_Excerpts from bounding box data_
══════

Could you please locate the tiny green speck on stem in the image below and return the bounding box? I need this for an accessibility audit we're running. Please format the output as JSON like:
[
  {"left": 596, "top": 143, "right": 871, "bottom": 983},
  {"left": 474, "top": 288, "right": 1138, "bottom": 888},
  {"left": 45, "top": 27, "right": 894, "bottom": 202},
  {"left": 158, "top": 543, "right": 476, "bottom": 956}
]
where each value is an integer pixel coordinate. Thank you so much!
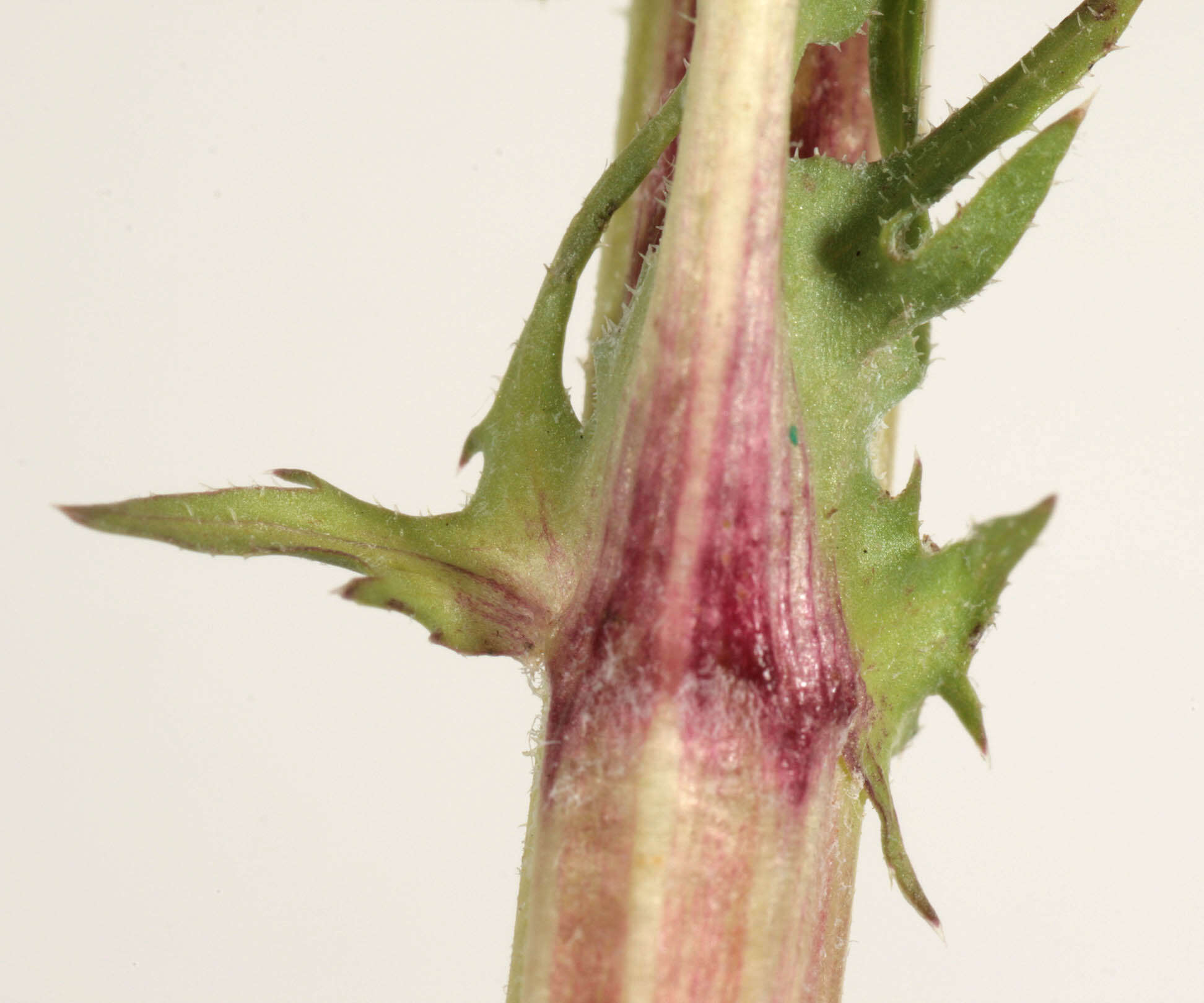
[{"left": 64, "top": 0, "right": 1140, "bottom": 1003}]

══════

_Work instructions_
Scale the material by writing out all of its lines again, requests included, with every pixel coordinate in the answers multiplied by 1.8 and rounded to a whole number, halves rounded up. Keep the numbers in the requests and their format samples unchanged, and leave the pictures out.

_Task response_
Could you please locate the tiny green speck on stem in the image below and return the bounding box? I need this for an accessibility audit we're running. Please format the output as JSON like:
[
  {"left": 596, "top": 143, "right": 871, "bottom": 983},
  {"left": 474, "top": 288, "right": 1138, "bottom": 888},
  {"left": 45, "top": 27, "right": 894, "bottom": 202},
  {"left": 158, "top": 543, "right": 476, "bottom": 956}
]
where each value is an integer pixel coordinate. Thank you so much!
[{"left": 115, "top": 0, "right": 2052, "bottom": 1805}]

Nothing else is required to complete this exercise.